> [Problem requirements]:
Write out the material below word for word, from its first line through the line containing "0L67 0L69 29L70", with both of those lines included.

Extracted records
■ ■ ■ ■

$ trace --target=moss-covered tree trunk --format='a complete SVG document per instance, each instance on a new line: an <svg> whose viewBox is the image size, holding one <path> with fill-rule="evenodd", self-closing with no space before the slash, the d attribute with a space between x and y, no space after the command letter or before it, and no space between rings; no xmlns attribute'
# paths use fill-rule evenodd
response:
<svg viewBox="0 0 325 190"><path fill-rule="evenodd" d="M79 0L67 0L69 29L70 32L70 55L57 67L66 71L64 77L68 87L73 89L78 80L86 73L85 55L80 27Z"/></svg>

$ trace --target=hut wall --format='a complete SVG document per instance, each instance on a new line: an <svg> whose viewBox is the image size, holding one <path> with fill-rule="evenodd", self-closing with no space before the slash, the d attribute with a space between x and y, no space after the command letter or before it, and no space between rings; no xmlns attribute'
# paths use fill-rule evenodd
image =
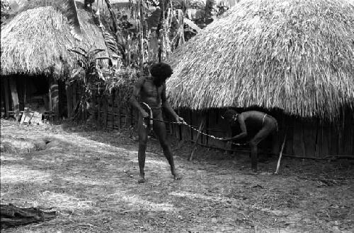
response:
<svg viewBox="0 0 354 233"><path fill-rule="evenodd" d="M197 129L203 117L206 117L208 119L207 124L202 129L205 133L220 138L234 135L238 129L230 128L221 119L219 112L219 109L211 109L202 113L180 110L179 114ZM329 155L354 157L354 112L350 109L345 110L336 123L321 122L318 119L299 119L279 112L269 114L275 117L278 122L277 141L279 148L285 133L287 135L285 154L306 157L324 157ZM196 134L195 131L191 131L188 127L174 126L173 135L180 140L195 142ZM260 145L261 150L267 150L270 143L270 139L267 138ZM198 143L226 150L248 149L248 146L245 145L227 148L222 141L206 136L200 138Z"/></svg>
<svg viewBox="0 0 354 233"><path fill-rule="evenodd" d="M91 89L92 97L86 112L81 119L94 122L98 127L119 129L136 125L137 114L130 103L121 100L119 92L113 90L110 95L103 92L103 89ZM82 88L78 83L67 86L68 112L71 116L78 107L83 94Z"/></svg>
<svg viewBox="0 0 354 233"><path fill-rule="evenodd" d="M79 88L76 85L72 86L69 89L72 97L71 102L68 98L68 106L75 107L80 100L80 91L78 91ZM70 95L68 94L68 96ZM202 131L208 135L222 138L236 133L237 129L231 128L221 119L221 110L214 109L197 112L177 109L176 112L194 129L184 125L166 124L170 133L180 141L195 143L198 138L198 144L229 151L249 149L247 145L227 147L229 145L220 140L204 135L198 136L197 130L202 121L205 121L205 123L201 128ZM278 122L277 141L279 148L285 135L287 135L283 152L285 155L307 157L324 157L329 155L354 156L354 113L349 109L343 112L337 123L331 124L321 122L317 119L305 120L289 116L281 112L268 113L277 119ZM173 121L169 116L165 114L165 116L166 121ZM96 121L102 128L119 129L122 127L134 126L137 122L137 113L132 109L130 104L120 99L118 91L113 91L110 95L103 95L103 90L95 90L86 119ZM269 140L270 138L267 138L260 145L260 151L268 150L270 143ZM238 143L246 142L244 141Z"/></svg>
<svg viewBox="0 0 354 233"><path fill-rule="evenodd" d="M46 76L25 75L4 76L1 80L1 116L14 116L18 120L25 107L30 112L43 113L49 119L62 116L59 109L65 112L60 102L66 98L60 91L62 83Z"/></svg>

■ ■ ■ ■

> [Expected answer]:
$ trace --target=moss-covered tree trunk --format='a complete SVG document per instance, each instance on a new line: an <svg> whose viewBox is the image size, holding one <path> with fill-rule="evenodd", self-closing with no space before the slash, the d attribute with a space between x and y, no space after the command letter or before it, and no space between rings; no xmlns attribute'
# paths use fill-rule evenodd
response:
<svg viewBox="0 0 325 190"><path fill-rule="evenodd" d="M79 0L67 0L69 29L70 32L70 55L57 67L66 71L64 77L68 87L73 89L78 80L86 73L85 55L80 27Z"/></svg>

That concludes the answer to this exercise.